- EXERCISE DATA -
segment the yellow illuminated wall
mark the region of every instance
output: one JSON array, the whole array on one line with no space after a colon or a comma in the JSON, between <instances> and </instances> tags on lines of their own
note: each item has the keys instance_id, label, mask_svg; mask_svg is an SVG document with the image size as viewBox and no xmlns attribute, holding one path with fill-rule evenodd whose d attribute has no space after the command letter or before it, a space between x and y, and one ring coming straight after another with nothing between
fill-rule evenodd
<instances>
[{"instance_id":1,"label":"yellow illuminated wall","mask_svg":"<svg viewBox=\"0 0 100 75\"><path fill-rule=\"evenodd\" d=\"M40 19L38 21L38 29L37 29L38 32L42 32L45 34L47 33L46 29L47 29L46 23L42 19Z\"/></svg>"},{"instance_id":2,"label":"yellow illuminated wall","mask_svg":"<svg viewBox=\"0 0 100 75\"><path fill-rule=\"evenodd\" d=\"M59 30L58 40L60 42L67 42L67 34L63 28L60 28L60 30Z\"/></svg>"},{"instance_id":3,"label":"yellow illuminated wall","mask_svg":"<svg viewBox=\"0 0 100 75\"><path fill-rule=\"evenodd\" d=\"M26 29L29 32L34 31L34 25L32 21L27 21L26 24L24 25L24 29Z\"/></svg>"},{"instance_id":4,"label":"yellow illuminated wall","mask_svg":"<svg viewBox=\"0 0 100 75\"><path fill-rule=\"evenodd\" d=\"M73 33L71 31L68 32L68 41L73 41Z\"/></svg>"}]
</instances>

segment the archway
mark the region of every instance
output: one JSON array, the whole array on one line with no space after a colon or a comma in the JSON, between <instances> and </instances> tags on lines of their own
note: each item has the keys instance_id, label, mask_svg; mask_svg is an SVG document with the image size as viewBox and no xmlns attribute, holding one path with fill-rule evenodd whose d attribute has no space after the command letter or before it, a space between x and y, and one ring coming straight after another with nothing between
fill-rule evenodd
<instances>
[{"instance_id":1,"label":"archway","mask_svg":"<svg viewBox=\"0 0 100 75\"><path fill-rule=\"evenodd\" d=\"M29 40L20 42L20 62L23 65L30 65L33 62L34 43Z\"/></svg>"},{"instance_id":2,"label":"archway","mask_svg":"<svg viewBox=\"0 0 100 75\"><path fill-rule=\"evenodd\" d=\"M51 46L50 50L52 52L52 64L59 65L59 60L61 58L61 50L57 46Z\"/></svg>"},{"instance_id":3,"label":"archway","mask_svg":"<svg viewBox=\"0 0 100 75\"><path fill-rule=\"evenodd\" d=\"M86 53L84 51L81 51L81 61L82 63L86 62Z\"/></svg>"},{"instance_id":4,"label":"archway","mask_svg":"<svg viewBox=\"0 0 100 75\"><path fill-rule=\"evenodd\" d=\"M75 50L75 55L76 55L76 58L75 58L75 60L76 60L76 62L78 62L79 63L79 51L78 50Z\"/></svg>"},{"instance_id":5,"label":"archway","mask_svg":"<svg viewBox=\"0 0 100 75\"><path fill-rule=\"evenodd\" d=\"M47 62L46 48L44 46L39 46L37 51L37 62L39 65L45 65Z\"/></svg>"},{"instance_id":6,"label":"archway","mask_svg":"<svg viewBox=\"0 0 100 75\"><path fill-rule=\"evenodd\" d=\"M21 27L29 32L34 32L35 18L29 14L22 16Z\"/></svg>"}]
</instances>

- EXERCISE OBJECTIVE -
The records above should be transcribed in full, with no differences.

- ANSWER FOR THE TASK -
segment the yellow illuminated wall
mark the region of every instance
output: one JSON array, the whole array on one line with no space after a colon or a comma in the JSON, between <instances> and </instances> tags on lines of their own
note: each item has the keys instance_id, label, mask_svg; mask_svg is an SVG document with the image size as viewBox and no xmlns attribute, holding one path with fill-rule evenodd whose d attribute has no space after the command letter or before it, a space between x and y, and one ring coming straight after another with nothing between
fill-rule evenodd
<instances>
[{"instance_id":1,"label":"yellow illuminated wall","mask_svg":"<svg viewBox=\"0 0 100 75\"><path fill-rule=\"evenodd\" d=\"M40 19L38 21L38 29L37 29L38 32L42 32L45 34L47 33L46 29L47 29L46 23L42 19Z\"/></svg>"},{"instance_id":2,"label":"yellow illuminated wall","mask_svg":"<svg viewBox=\"0 0 100 75\"><path fill-rule=\"evenodd\" d=\"M59 30L58 40L60 42L67 42L67 34L63 28L60 28L60 30Z\"/></svg>"},{"instance_id":3,"label":"yellow illuminated wall","mask_svg":"<svg viewBox=\"0 0 100 75\"><path fill-rule=\"evenodd\" d=\"M26 29L29 32L34 31L34 25L32 21L27 21L26 24L24 25L24 29Z\"/></svg>"},{"instance_id":4,"label":"yellow illuminated wall","mask_svg":"<svg viewBox=\"0 0 100 75\"><path fill-rule=\"evenodd\" d=\"M73 33L71 31L68 32L68 41L73 41Z\"/></svg>"}]
</instances>

segment the archway
mark the region of every instance
output: one JSON array, the whole array on one line with no space after a colon or a comma in the JSON, between <instances> and </instances> tags on lines of their own
note: each item has the keys instance_id, label, mask_svg; mask_svg is an SVG document with the image size as viewBox and no xmlns attribute, holding one path with fill-rule evenodd whose d attribute has no space after the command letter or before it, a space between x and y, and one ring coming straight after another with nothing between
fill-rule evenodd
<instances>
[{"instance_id":1,"label":"archway","mask_svg":"<svg viewBox=\"0 0 100 75\"><path fill-rule=\"evenodd\" d=\"M29 40L20 42L20 62L23 65L30 65L33 62L34 43Z\"/></svg>"},{"instance_id":2,"label":"archway","mask_svg":"<svg viewBox=\"0 0 100 75\"><path fill-rule=\"evenodd\" d=\"M51 46L50 50L52 52L52 64L59 65L59 60L61 58L61 50L57 46Z\"/></svg>"},{"instance_id":3,"label":"archway","mask_svg":"<svg viewBox=\"0 0 100 75\"><path fill-rule=\"evenodd\" d=\"M86 53L84 51L81 51L81 61L82 63L86 62Z\"/></svg>"},{"instance_id":4,"label":"archway","mask_svg":"<svg viewBox=\"0 0 100 75\"><path fill-rule=\"evenodd\" d=\"M75 50L75 55L76 55L76 58L75 58L75 60L76 60L76 62L78 62L79 63L79 51L78 50Z\"/></svg>"},{"instance_id":5,"label":"archway","mask_svg":"<svg viewBox=\"0 0 100 75\"><path fill-rule=\"evenodd\" d=\"M47 62L46 48L44 46L39 46L37 51L37 62L39 65L45 65Z\"/></svg>"},{"instance_id":6,"label":"archway","mask_svg":"<svg viewBox=\"0 0 100 75\"><path fill-rule=\"evenodd\" d=\"M21 27L29 32L34 32L35 18L29 14L22 16Z\"/></svg>"}]
</instances>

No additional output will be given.